* SUPPLIED TEXT:
This demand is in addition to the unique privilege of limited liability conferred on these very corporations by the law of every State in the EU and by the US. The demand is on top of the benefits to the multinationals of TTIP itself, an agreement which is intended to achieve “harmonisation of regulations” – i.e. to reduce legal obligations on corporations to the lowest common denominator (so much for the sovereignty of Parliaments).
The fact that the State parties to the agreement are not permitted to bring claims against the multinationals through the ISDS mechanism is not enough. Nor can a citizen of the States involved use ISDS to bring a claim for breach of the trade agreement against a multinational – nor even against a State. So workers (and their trade unions) cannot claim that a multinational has subjected them to a lack of “fair and equitable treatment” or expropriated their wages or other property. So lop-sided is ISDS, that even if a multinational claimed against a State that its laws on trade unions were not fair and equitable and so caused it loss of profit (perhaps because its laws permitted a strike), the union would have no right to be heard in the ISDS hearing.
Yet these failures present only a frontal view of the elephant. A side view highlights that if a multinational were unhappy with a judgment of a national court (or the Court of Justice of the EU), it could seek to override the court by taking its case to the ISDS. This is not, of course, an option for citizens or governments. But it is exactly what a large tobacco corporation did in challenging legislation requiring plain paper packaging for cigarettes in Australia. Having lost its case in the highest Court of Australia, Philip Morris then took its case to an ISDS tribunal in a trade agreement between Australia and Hongkong (outcome of the arbitration is awaited). Likewise the drug company Eli Lilly has sought $500 million compensation against Canada (under the ISDS of the North America Free Trade Agreement) by way of challenge to Canadian court decisions that patents on two drugs were invalid.
The EU International Trade Committee refers to the legitimacy of the ordinary courts but does not suggest that the multinationals should be obliged to use them instead of the separate ISDS scheme. In fact the proposal to refine the ISDS scheme by using qualified judges in public hearings is an acceptance by the Committee that multinationals will be able to use ISDS to circumvent the ordinary courts. The compromise resolution even proposes a special right of appeal from ISDS, not to proper courts, but to a special ISDS appellate panel. So much for the rule of law. So much too, for the distaste of the present government to judgments of ‘unelected foreign judges’ which usurp the function of our Supreme Court.

* EXERCISES TO COMPLETE:
(a) Which phrases or sentences in the ISDS text begin with the words "so much", in either capitalization? List each one in full.
(b) Rewrite the part of the ISDS text from "The fact that" to "the ISDS hearing.", changing "workers" to "employees".

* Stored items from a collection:
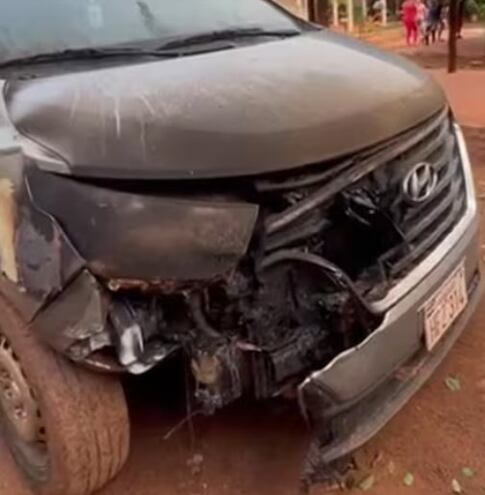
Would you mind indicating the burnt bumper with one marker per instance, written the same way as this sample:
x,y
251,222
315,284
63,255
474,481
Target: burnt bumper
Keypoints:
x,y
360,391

--

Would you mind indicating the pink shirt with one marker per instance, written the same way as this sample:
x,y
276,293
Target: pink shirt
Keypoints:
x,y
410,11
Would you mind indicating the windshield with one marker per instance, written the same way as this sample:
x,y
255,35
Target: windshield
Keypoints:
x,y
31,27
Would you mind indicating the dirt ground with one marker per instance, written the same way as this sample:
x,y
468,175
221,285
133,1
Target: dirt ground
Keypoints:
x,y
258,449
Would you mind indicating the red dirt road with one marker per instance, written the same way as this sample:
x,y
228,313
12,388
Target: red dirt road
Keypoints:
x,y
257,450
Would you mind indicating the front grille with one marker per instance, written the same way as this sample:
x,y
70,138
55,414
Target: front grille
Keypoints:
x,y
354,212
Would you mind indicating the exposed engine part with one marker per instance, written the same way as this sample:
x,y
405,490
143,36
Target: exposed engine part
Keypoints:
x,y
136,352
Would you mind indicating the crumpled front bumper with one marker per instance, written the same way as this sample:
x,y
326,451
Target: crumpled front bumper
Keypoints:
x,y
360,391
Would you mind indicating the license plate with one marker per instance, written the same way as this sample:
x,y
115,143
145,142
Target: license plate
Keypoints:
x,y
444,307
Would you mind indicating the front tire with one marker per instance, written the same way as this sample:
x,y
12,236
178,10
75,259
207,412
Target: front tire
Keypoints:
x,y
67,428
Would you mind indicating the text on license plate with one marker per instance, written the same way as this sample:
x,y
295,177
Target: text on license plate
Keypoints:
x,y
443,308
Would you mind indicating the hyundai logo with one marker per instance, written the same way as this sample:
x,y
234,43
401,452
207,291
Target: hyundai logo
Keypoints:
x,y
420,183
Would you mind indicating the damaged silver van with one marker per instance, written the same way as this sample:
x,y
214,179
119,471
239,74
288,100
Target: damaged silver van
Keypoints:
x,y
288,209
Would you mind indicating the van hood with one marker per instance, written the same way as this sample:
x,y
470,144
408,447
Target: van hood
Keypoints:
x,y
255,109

* SOLUTIONS BELOW:
(a)
- so much for the sovereignty of Parliaments
- So much for the rule of law.
- So much too, for the distaste of the present government to judgments of ‘unelected foreign judges’ which usurp the function of our Supreme Court.

(b)
The fact that the State parties to the agreement are not permitted to bring claims against the multinationals through the ISDS mechanism is not enough. Nor can a citizen of the States involved use ISDS to bring a claim for breach of the trade agreement against a multinational – nor even against a State. So employees (and their trade unions) cannot claim that a multinational has subjected them to a lack of “fair and equitable treatment” or expropriated their wages or other property. So lop-sided is ISDS, that even if a multinational claimed against a State that its laws on trade unions were not fair and equitable and so caused it loss of profit (perhaps because its laws permitted a strike), the union would have no right to be heard in the ISDS hearing.